[Start of Document section]
King Joe’s EV Stamp Act: Where’s the Outrage? Bob Maistros
Where’s the outrage?” implored Bob Dole in 1996, regarding the lack of Clinton administration accountability on Chinese campaign cash, illegally obtained FBI personnel files, and rushing potentially criminal immigrants through naturalization.
Occasioning the reminiscence: the recent EPA mandate to electrify 67% of vehicles in just nine years.
Why so little fuss over King Joe’s Stamp Act: an outrageous, unjustified, immoral, and economy-wide act of taxation without representation, regulation without delegation, and downright despotism?
After all, the 1765 enactment under George III helped ignite a revolution. Historians highlight the colonials’ belief that being compelled to employ London-produced, tax-stamped paper was not about its ostensible purpose: paying for the continent’s defense. Rather, it was to keep the Americans in their place by sustaining British patronage, privilege, and most of all, power.
Patronage via sops to surplus redcoat officers and mercenaries stationed here. Privilege in suppressing the rise of a professional class through disproportionate levies on lawyers’ and students’ supplies.
And power in undemocratically reinforcing the principle of unrepresentative royal and parliamentary supremacy over elected colonial assemblies.
Plan an insinuation of British control throughout the economy and culture by taxing everything from legal documents to newspapers, pamphlets, almanacs, and even dice and playing cards – in all, more than 40 categories.
Fast forward to 2023 and the Biden regime’s corrupto-cratic diktat to consign internal combustion engines to history’s junkyard. Like the handiwork of King Joe’s across-the-seas predecessor and his Parliament, the new standards have nothing to do with “fuel economy” (their initial purpose in 1970s, oil embargo-scarred America), climate, or even cars.
As history repeats itself, the mandate is about patronage and privilege for His Majesty’s favored crony capitalists – and of course, his “not bad folks/not competitor” friends, the Chinese.
But more so, about power in the form of the successor to absolute monarchy: socialism incarnate.
Realizing Lenin’s classic reach for control of the “commanding heights of the economy,” the mandates will basically nationalize the transportation and energy sectors. The auto industry warns of the challenge of accelerating a “massive, 100-year change to the U.S. industrial base and the way Americans drive,” an improbable and likely impossible task.
Add unsustainable demands on a grid that is already unstable, insecure, and under severe strain due to renewables. The result: both industries already racing to trade their already-expiring birthrights for a mess of federal pottage of ever-larger subsidies.
Then there’s the more entertaining and accurate Churchillian elucidation of collectivism: “the equal sharing of misery.” Unelected bureaucrats will essentially tax the family car into unaffordability, rendering it a “flower on a high summit,” in the words of Toyota’s longtime chairman, an EV skeptic.
Energy-impoverished, pedestrianized and mass transit-bound populaces will be squeezed from spacious suburbs into dense urban enclaves, further accelerating the catastrophic decline in birthrates and family formation and increasing reliance on government when it’s harder to get to, and therefore even get, a job.
[End of Document section]
[Start of Information supplied]
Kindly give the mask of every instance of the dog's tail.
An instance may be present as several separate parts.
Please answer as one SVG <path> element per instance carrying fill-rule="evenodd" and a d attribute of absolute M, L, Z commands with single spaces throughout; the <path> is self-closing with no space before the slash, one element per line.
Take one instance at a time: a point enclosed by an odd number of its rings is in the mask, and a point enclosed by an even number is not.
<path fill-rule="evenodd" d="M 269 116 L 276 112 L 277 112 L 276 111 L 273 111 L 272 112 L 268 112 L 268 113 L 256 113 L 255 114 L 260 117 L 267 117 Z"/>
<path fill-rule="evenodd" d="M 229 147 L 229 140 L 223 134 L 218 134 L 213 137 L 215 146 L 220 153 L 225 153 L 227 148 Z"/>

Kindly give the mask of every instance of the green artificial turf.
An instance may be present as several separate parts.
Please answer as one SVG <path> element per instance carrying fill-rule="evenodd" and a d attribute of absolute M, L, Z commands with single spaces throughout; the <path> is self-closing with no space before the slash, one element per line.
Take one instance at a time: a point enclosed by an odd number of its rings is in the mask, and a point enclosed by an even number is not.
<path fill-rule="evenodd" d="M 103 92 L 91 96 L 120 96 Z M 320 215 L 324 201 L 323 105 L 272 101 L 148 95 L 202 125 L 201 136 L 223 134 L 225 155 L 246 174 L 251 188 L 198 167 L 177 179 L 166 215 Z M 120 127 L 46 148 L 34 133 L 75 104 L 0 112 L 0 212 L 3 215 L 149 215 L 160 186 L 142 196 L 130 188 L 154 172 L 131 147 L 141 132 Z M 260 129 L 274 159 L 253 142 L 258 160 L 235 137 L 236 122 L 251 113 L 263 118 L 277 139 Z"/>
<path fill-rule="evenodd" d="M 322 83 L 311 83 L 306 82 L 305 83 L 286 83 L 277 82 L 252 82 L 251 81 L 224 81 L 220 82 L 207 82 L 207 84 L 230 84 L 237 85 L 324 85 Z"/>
[End of Information supplied]
Work instructions |
a: Return the passage of the EV mandate essay between "But more so, about" and "likely impossible task.", inclusive.
b: Retype the lines of the records from their first line through the line containing "269 116 L 276", inclusive.

Correct answers |
a:
But more so, about power in the form of the successor to absolute monarchy: socialism incarnate.
Realizing Lenin’s classic reach for control of the “commanding heights of the economy,” the mandates will basically nationalize the transportation and energy sectors. The auto industry warns of the challenge of accelerating a “massive, 100-year change to the U.S. industrial base and the way Americans drive,” an improbable and likely impossible task.

b:
Kindly give the mask of every instance of the dog's tail.
An instance may be present as several separate parts.
Please answer as one SVG <path> element per instance carrying fill-rule="evenodd" and a d attribute of absolute M, L, Z commands with single spaces throughout; the <path> is self-closing with no space before the slash, one element per line.
Take one instance at a time: a point enclosed by an odd number of its rings is in the mask, and a point enclosed by an even number is not.
<path fill-rule="evenodd" d="M 269 116 L 276 112 L 277 112 L 276 111 L 273 111 L 272 112 L 268 112 L 268 113 L 256 113 L 255 114 L 260 117 L 267 117 Z"/>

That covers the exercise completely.